● **Texte proposé**
◆ ◆ ◆ ◆ ◆ ◆ ◆
Sur la fin de non-recevoir opposée par Voies Navigables de France :

2. D'une part, la société Gor'Lyon a joint à sa requête d'appel le jugement attaqué, conformément aux dispositions de l'article R. 412-1 du code de justice administrative. La circonstance, au demeurant régularisée depuis, que cette pièce n'ait pas été numérotée selon les exigences de l'article R. 414-5 du code de justice administrative n'est pas de nature à rendre cette requête irrecevable. D'autre part, et contrairement à ce que prétendent Voies Navigables de France, les pièces 3 et 4 ultérieurement produites par la société Gor'Lyon ont été intitulées et numérotées conformément aux inventaires qui les accompagnent. Par suite, la fin de non-recevoir opposée sur le fondement de ces dispositions par Voies Navigables de France doit être écartée.
◆ ◆ ◆ ◆ ◆ ◆ ◆
● **Consignes écrites**
1. Extrayez du texte proposé la partie qui s'ouvre sur les mots « Sur la fin de » et s'achève sur « doit être écartée. ».
2. Répondez à ces questions d'après le texte proposé :
(a) Quelle pièce la société Gor'Lyon a-t-elle jointe à sa requête d'appel ?
(b) Selon quel article du code de justice administrative cette pièce aurait-elle dû être numérotée ?
(c) Quelles pièces produites ultérieurement par la société Gor'Lyon sont concernées par les reproches de Voies Navigables de France ?
3. Les affirmations suivantes concordent-elles avec le texte proposé ? Répondez par oui ou par non, en citant les mots décisifs.
(a) Le défaut de numérotation du jugement attaqué rend la requête irrecevable.
(b) La fin de non-recevoir opposée par Voies Navigables de France est écartée.
(c) Les pièces 3 et 4 ont été numérotées conformément aux inventaires qui les accompagnent.

● **Données fournies**
◆ ◆ ◆ ◆ ◆ ◆ ◆
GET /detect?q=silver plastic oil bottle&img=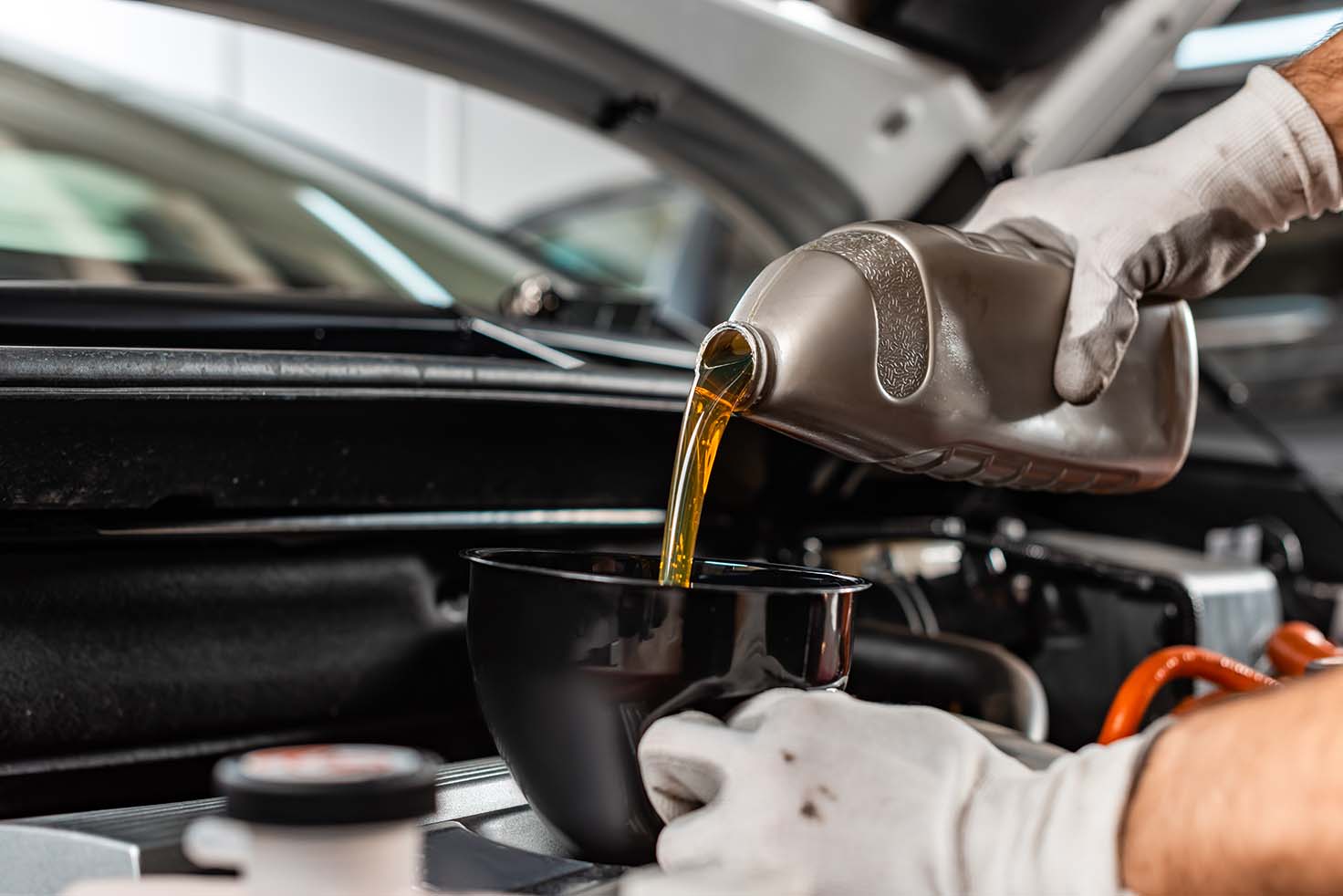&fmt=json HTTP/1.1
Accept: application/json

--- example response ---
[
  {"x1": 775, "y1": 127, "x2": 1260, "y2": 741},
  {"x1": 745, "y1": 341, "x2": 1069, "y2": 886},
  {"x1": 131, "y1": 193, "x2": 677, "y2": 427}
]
[{"x1": 701, "y1": 222, "x2": 1198, "y2": 493}]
◆ ◆ ◆ ◆ ◆ ◆ ◆
● **Réponses attendues**
1.
Sur la fin de non-recevoir opposée par Voies Navigables de France :

2. D'une part, la société Gor'Lyon a joint à sa requête d'appel le jugement attaqué, conformément aux dispositions de l'article R. 412-1 du code de justice administrative. La circonstance, au demeurant régularisée depuis, que cette pièce n'ait pas été numérotée selon les exigences de l'article R. 414-5 du code de justice administrative n'est pas de nature à rendre cette requête irrecevable. D'autre part, et contrairement à ce que prétendent Voies Navigables de France, les pièces 3 et 4 ultérieurement produites par la société Gor'Lyon ont été intitulées et numérotées conformément aux inventaires qui les accompagnent. Par suite, la fin de non-recevoir opposée sur le fondement de ces dispositions par Voies Navigables de France doit être écartée.

2.
(a) Le jugement attaqué.
(b) L'article R. 414-5.
(c) Les pièces 3 et 4.

3.
(a) Non : « n'est pas de nature à rendre cette requête irrecevable ».
(b) Oui : « la fin de non-recevoir opposée sur le fondement de ces dispositions par Voies Navigables de France doit être écartée ».
(c) Oui : « ont été intitulées et numérotées conformément aux inventaires qui les accompagnent ».